[Consignes de l'exercice]:
Mettez en forme les lignes des items ci-dessous sous la forme d'une liste JSON de chaînes, à raison d'une chaîne par ligne et sans les lignes vides.

***

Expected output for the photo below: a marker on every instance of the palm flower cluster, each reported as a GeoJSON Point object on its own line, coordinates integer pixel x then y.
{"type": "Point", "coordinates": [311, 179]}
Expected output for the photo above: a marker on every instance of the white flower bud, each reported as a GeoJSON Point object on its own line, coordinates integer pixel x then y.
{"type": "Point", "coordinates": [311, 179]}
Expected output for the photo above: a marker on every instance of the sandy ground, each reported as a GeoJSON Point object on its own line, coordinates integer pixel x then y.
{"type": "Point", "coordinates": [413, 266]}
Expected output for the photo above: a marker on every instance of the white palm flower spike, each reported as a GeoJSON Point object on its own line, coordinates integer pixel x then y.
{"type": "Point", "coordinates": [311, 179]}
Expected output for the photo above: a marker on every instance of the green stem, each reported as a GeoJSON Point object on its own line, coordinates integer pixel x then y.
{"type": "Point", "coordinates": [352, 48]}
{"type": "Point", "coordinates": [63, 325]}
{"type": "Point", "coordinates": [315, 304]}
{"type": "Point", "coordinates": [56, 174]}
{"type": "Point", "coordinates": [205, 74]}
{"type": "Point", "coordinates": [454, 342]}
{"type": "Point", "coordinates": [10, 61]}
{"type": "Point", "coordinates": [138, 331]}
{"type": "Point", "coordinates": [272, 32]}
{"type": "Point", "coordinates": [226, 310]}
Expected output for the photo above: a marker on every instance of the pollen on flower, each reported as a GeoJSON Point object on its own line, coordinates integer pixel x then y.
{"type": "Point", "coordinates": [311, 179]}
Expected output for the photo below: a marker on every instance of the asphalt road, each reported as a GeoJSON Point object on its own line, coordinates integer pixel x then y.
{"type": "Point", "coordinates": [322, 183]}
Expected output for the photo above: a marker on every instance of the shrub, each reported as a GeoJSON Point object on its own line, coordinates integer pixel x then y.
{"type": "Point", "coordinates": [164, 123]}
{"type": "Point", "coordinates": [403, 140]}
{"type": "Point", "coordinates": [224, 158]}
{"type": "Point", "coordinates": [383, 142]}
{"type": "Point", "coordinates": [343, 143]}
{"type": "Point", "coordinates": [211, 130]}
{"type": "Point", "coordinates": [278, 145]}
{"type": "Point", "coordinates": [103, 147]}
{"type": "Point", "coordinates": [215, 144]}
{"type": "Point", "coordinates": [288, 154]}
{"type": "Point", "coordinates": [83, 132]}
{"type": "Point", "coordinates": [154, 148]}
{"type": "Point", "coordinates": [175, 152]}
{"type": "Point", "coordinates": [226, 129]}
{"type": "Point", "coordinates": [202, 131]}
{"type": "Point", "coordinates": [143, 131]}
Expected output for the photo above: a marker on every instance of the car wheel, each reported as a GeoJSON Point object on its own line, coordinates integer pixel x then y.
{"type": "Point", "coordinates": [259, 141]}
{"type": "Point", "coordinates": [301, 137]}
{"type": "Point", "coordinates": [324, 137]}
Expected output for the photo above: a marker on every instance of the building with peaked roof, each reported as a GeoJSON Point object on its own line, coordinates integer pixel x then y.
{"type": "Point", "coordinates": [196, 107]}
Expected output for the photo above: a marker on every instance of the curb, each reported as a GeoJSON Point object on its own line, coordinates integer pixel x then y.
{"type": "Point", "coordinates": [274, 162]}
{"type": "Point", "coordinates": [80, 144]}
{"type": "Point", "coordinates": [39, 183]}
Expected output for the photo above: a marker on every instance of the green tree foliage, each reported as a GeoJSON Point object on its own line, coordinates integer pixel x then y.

***

[Corrigé]:
[
  "Expected output for the photo below: a marker on every instance of the palm flower cluster, each reported as a GeoJSON Point object on its own line, coordinates integer pixel x then y.",
  "{\"type\": \"Point\", \"coordinates\": [311, 179]}",
  "Expected output for the photo above: a marker on every instance of the white flower bud, each reported as a GeoJSON Point object on its own line, coordinates integer pixel x then y.",
  "{\"type\": \"Point\", \"coordinates\": [311, 179]}",
  "Expected output for the photo above: a marker on every instance of the sandy ground, each reported as a GeoJSON Point object on its own line, coordinates integer pixel x then y.",
  "{\"type\": \"Point\", \"coordinates\": [413, 266]}",
  "Expected output for the photo above: a marker on every instance of the white palm flower spike, each reported as a GeoJSON Point object on its own line, coordinates integer pixel x then y.",
  "{\"type\": \"Point\", \"coordinates\": [311, 179]}",
  "Expected output for the photo above: a marker on every instance of the green stem, each reported as a GeoJSON Point object on its own line, coordinates integer pixel x then y.",
  "{\"type\": \"Point\", \"coordinates\": [352, 48]}",
  "{\"type\": \"Point\", \"coordinates\": [63, 325]}",
  "{\"type\": \"Point\", \"coordinates\": [315, 304]}",
  "{\"type\": \"Point\", \"coordinates\": [56, 174]}",
  "{\"type\": \"Point\", \"coordinates\": [205, 74]}",
  "{\"type\": \"Point\", \"coordinates\": [454, 342]}",
  "{\"type\": \"Point\", \"coordinates\": [10, 61]}",
  "{\"type\": \"Point\", \"coordinates\": [138, 331]}",
  "{\"type\": \"Point\", \"coordinates\": [272, 32]}",
  "{\"type\": \"Point\", \"coordinates\": [226, 310]}",
  "Expected output for the photo above: a marker on every instance of the pollen on flower, each reported as a GeoJSON Point object on its own line, coordinates integer pixel x then y.",
  "{\"type\": \"Point\", \"coordinates\": [311, 179]}",
  "Expected output for the photo below: a marker on every instance of the asphalt road, each reported as a GeoJSON Point object on its own line, coordinates integer pixel x then y.",
  "{\"type\": \"Point\", \"coordinates\": [322, 183]}",
  "Expected output for the photo above: a marker on every instance of the shrub, each reported as a GeoJSON Point object on its own line, coordinates integer pixel x then y.",
  "{\"type\": \"Point\", \"coordinates\": [164, 123]}",
  "{\"type\": \"Point\", \"coordinates\": [403, 140]}",
  "{\"type\": \"Point\", \"coordinates\": [224, 158]}",
  "{\"type\": \"Point\", \"coordinates\": [383, 142]}",
  "{\"type\": \"Point\", \"coordinates\": [343, 143]}",
  "{\"type\": \"Point\", \"coordinates\": [211, 130]}",
  "{\"type\": \"Point\", \"coordinates\": [278, 145]}",
  "{\"type\": \"Point\", \"coordinates\": [103, 147]}",
  "{\"type\": \"Point\", \"coordinates\": [215, 144]}",
  "{\"type\": \"Point\", \"coordinates\": [288, 154]}",
  "{\"type\": \"Point\", \"coordinates\": [83, 132]}",
  "{\"type\": \"Point\", \"coordinates\": [154, 148]}",
  "{\"type\": \"Point\", \"coordinates\": [175, 152]}",
  "{\"type\": \"Point\", \"coordinates\": [226, 129]}",
  "{\"type\": \"Point\", \"coordinates\": [202, 131]}",
  "{\"type\": \"Point\", \"coordinates\": [143, 131]}",
  "Expected output for the photo above: a marker on every instance of the car wheel, each reported as a GeoJSON Point object on its own line, coordinates integer pixel x then y.",
  "{\"type\": \"Point\", \"coordinates\": [259, 141]}",
  "{\"type\": \"Point\", \"coordinates\": [301, 137]}",
  "{\"type\": \"Point\", \"coordinates\": [324, 137]}",
  "Expected output for the photo above: a marker on every instance of the building with peaked roof, each reported as a GeoJSON Point object on its own line, coordinates integer pixel x then y.",
  "{\"type\": \"Point\", \"coordinates\": [196, 107]}",
  "Expected output for the photo above: a marker on every instance of the curb, each reported as a GeoJSON Point object on its own line, coordinates integer pixel x then y.",
  "{\"type\": \"Point\", \"coordinates\": [274, 162]}",
  "{\"type\": \"Point\", \"coordinates\": [80, 144]}",
  "{\"type\": \"Point\", \"coordinates\": [39, 183]}",
  "Expected output for the photo above: a marker on every instance of the green tree foliage, each reported as a GeoJSON Point object on its own line, coordinates integer pixel x then y."
]